[Items listed in a dataset]

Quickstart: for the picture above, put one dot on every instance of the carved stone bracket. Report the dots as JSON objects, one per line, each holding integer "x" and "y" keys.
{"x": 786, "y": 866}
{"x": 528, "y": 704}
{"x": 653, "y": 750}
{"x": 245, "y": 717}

Exercise aim: Give the entries above as a JSON list of strings, with one string for each line and blank lines omitted.

Exercise solution:
[
  "Quickstart: for the picture above, put one dot on every instance of the carved stone bracket. Report the dots as JSON objects, one per line, each holding integer \"x\" and \"y\" keys.",
  "{\"x\": 786, \"y\": 866}",
  "{\"x\": 528, \"y\": 704}",
  "{\"x\": 653, \"y\": 750}",
  "{\"x\": 245, \"y\": 717}"
]